# TASK BRIEF
Set down each line of the material that follows, exactly, with no pictures.

#### DATA EXTRACT ####

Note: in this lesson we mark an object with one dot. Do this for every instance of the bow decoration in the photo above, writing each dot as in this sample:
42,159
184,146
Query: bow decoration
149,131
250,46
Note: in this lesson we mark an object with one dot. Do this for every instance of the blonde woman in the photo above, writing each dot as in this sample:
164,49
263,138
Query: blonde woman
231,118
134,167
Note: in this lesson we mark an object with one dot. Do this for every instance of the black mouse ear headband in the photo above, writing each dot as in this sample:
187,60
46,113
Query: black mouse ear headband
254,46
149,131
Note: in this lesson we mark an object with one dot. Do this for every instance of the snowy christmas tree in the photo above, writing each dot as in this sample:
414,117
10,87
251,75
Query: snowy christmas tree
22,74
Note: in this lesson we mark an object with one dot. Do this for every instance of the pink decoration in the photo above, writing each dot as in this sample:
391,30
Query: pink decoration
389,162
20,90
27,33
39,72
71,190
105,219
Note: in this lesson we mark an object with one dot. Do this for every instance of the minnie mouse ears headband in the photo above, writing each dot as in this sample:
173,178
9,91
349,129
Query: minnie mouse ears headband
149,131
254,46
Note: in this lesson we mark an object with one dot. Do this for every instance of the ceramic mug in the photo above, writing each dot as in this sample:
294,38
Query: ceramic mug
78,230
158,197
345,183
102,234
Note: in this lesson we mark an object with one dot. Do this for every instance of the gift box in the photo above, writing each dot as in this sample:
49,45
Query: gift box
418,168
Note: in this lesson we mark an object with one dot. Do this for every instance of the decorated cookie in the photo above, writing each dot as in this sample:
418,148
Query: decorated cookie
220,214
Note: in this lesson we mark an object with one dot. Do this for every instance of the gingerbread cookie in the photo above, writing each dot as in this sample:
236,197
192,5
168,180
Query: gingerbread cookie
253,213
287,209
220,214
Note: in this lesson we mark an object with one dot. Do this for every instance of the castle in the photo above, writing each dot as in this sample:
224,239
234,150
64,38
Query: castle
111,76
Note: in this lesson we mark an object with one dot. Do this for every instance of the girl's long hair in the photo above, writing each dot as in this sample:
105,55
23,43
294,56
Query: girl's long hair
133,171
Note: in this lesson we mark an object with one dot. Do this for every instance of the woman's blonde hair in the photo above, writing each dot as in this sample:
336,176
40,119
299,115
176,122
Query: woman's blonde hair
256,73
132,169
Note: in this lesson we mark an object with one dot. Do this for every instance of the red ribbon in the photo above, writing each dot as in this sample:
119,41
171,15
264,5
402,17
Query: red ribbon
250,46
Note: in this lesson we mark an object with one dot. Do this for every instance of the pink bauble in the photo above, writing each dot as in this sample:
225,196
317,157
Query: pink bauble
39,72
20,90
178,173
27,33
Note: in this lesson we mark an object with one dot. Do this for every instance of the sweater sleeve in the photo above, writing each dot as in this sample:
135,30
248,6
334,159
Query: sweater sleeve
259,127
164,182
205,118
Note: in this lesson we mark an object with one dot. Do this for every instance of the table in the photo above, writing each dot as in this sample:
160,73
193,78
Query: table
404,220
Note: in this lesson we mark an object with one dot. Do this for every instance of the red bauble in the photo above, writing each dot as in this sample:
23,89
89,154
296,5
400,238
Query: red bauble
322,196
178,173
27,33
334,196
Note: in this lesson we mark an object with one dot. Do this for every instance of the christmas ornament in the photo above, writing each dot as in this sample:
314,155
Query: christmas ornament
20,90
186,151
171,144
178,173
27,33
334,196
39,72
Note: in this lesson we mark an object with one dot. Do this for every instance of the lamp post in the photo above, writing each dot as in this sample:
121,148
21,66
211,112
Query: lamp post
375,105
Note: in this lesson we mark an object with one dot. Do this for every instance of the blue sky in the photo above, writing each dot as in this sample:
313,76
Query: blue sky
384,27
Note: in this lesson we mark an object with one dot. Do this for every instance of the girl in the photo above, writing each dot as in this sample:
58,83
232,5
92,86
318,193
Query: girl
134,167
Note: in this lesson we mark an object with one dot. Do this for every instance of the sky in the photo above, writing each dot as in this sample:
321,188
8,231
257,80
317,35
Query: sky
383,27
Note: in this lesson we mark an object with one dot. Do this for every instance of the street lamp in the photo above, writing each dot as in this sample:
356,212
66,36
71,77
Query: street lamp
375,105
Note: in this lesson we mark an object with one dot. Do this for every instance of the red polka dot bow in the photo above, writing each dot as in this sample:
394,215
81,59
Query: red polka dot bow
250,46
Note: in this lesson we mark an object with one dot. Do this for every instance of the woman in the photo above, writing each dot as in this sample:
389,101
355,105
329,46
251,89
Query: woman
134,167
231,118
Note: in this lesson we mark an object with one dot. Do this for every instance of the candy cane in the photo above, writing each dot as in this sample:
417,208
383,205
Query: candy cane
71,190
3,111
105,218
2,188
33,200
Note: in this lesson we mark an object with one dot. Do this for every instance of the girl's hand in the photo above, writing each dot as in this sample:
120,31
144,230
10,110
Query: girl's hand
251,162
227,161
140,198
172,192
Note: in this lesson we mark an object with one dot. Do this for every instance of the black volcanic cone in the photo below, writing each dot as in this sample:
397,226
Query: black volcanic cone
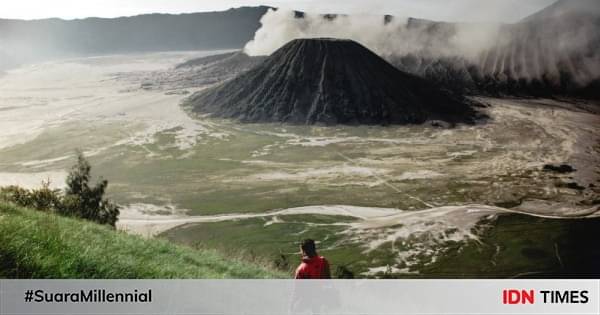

####

# RESULT
Note: in this lesson we mark an object with one dot. Do this for every instance of the bow decoration in the photo above, writing each dot as in this sample:
42,159
184,146
Query: bow decoration
149,131
250,46
Note: in this lesson we mark an object with one dot. Do this for every instance of the blonde woman in the photo above, writing each dot as in this sample:
164,49
263,138
Query: blonde woman
231,118
134,167
Note: in this lesson we mark an object with one dot. Do this for every instance of the black mouse ear headband in the photo above, writing each dot as in this sample:
187,60
46,113
Query: black mouse ear headband
254,46
149,131
Note: in this lesson we mark an object with one dot. Do this for every instance of the snowy christmas tree in the photo above, writing each dot as in this sample:
414,117
10,87
251,75
Query: snowy christmas tree
22,74
Note: in this lesson we mark an object with one dot. Do this for every instance of the pink decoration in the photo above, writing each dot as in this sample:
391,30
Query: pink decoration
389,162
20,90
27,33
39,72
71,190
105,219
Note: in this lesson we mark an object with one dot. Do this for every instance of the minnie mouse ears headband in the photo above, writing each dot as in this sample:
173,178
9,91
349,129
Query: minnie mouse ears headband
149,131
254,46
Note: in this lesson we mark an object with one dot. Do this for every instance of the ceramic mug in the photo above, writing each dot as in this sample:
294,38
Query: ceramic mug
78,230
158,197
345,183
102,234
Note: in this lesson we mark an object with one dot. Do this for every instance of the gift box in the photo above, writing each dot as in this sample:
49,45
Query: gift box
418,168
Note: in this lesson we mark an object with one dot. Do this for every instance of the decorated cookie in the photo above, writing each dot as in this sample:
418,148
Query: decorated cookie
220,214
Note: in this lesson we mark an object with one dot. Do this for every instance of the gingerbread cookie in the photo above, writing each dot as in this sample:
236,197
192,5
168,180
Query: gingerbread cookie
253,213
287,209
220,214
Note: in this lesson we mark an object with one dot. Do this for every instance of the castle in the photo above, writing each dot as in this sample:
224,239
234,150
64,38
Query: castle
111,76
Note: in this lesson we mark an object with one dot. Do this for every instance of the girl's long hair in the photo above, writing each dot as in this sample:
105,55
23,43
294,56
Query: girl's long hair
133,171
Note: in this lesson we mark an object with one dot. Do this for every instance of the woman's blonde hair in the photo above, writing each dot as in this sample:
336,176
40,119
299,115
176,122
Query: woman's blonde hair
256,73
132,169
Note: in this lesson we mark an object with one dot. Do this for every instance of the red ribbon in the photo above, writing each dot as in this sample:
119,41
171,15
264,5
402,17
Query: red ribbon
250,46
Note: in this lesson we mark an object with one dot. Do this for every instance of the pink bauble in the photo above, writing each dot as in this sample:
225,196
317,157
Query: pink bauble
39,72
20,90
178,173
27,33
Note: in this lesson we mark an object with one dot. Do this for every instance of the sweater sleeve in the photo above, writing each dot as in this sample:
135,30
248,6
334,159
Query: sweater sleeve
259,127
164,182
205,118
Note: in this lesson we mark an object with one dot. Do this for every instance of the table in the photo above, writing each dot as in this sample:
160,73
193,78
Query: table
404,220
Note: in this lesson we mark an object with one dot. Do this for every instance of the red bauble in the photo above, writing each dot as in this sample:
23,89
89,154
296,5
400,238
Query: red bauble
322,196
178,173
27,33
334,196
Note: in this lesson we mark an object with one dot. Do this for every instance of the christmas ornament in the photo above, writing each dot as in this sample:
314,155
Query: christmas ornament
20,90
186,151
171,144
178,173
27,33
334,196
39,72
Note: in this lesson we mark an object with one dot. Do this for every instance of the lamp post in the photo above, writing each dot as in this sample:
121,148
21,66
211,112
Query: lamp post
375,105
Note: in this lesson we mark an object with one dot. Do this for every instance of the blue sky in the photo above, writing each dot as in this sample:
313,76
Query: blue sky
384,27
Note: in this lesson we mark an object with one dot. Do this for every instance of the girl in the photo above, writing each dot as in this sample:
58,83
232,5
92,86
318,193
Query: girl
134,167
Note: in this lesson we mark an object with one dot. Do this for every instance of the sky in the photo above, writing each dot as in this sample:
321,188
8,231
257,80
317,35
Query: sky
383,27
Note: in this lesson we mark an object with one dot. Do this for every instance of the street lamp in the photo above, writing each dot as in this sample:
356,212
66,36
71,77
Query: street lamp
375,105
Note: in this lesson we mark an object with one dot. Do this for every instance of the red polka dot bow in the photo above, writing each dot as in this sample:
394,215
81,59
Query: red polka dot bow
250,46
Note: in this lesson we mark an object with one dot. Do this for every instance of the woman in the photo above, writing each dot as in this sample:
389,101
355,105
329,46
251,89
Query: woman
134,167
231,118
Note: in this lesson we mark an object with one dot. Do this for every instance of the candy cane in the photo above, writing each dot as in this sample:
417,208
383,205
Query: candy cane
71,190
3,111
105,218
2,188
33,200
Note: in this lesson we mark an object with one dot. Do this for every instance of the girl's hand in the photo above, writing each dot as in this sample:
120,31
144,230
10,110
Query: girl's hand
251,162
227,161
140,198
172,192
Note: in this lesson we mark an object with one dot. Do this for every instance of the black volcanic cone in the photo below, writing each dot as in this sample:
397,226
Query: black volcanic cone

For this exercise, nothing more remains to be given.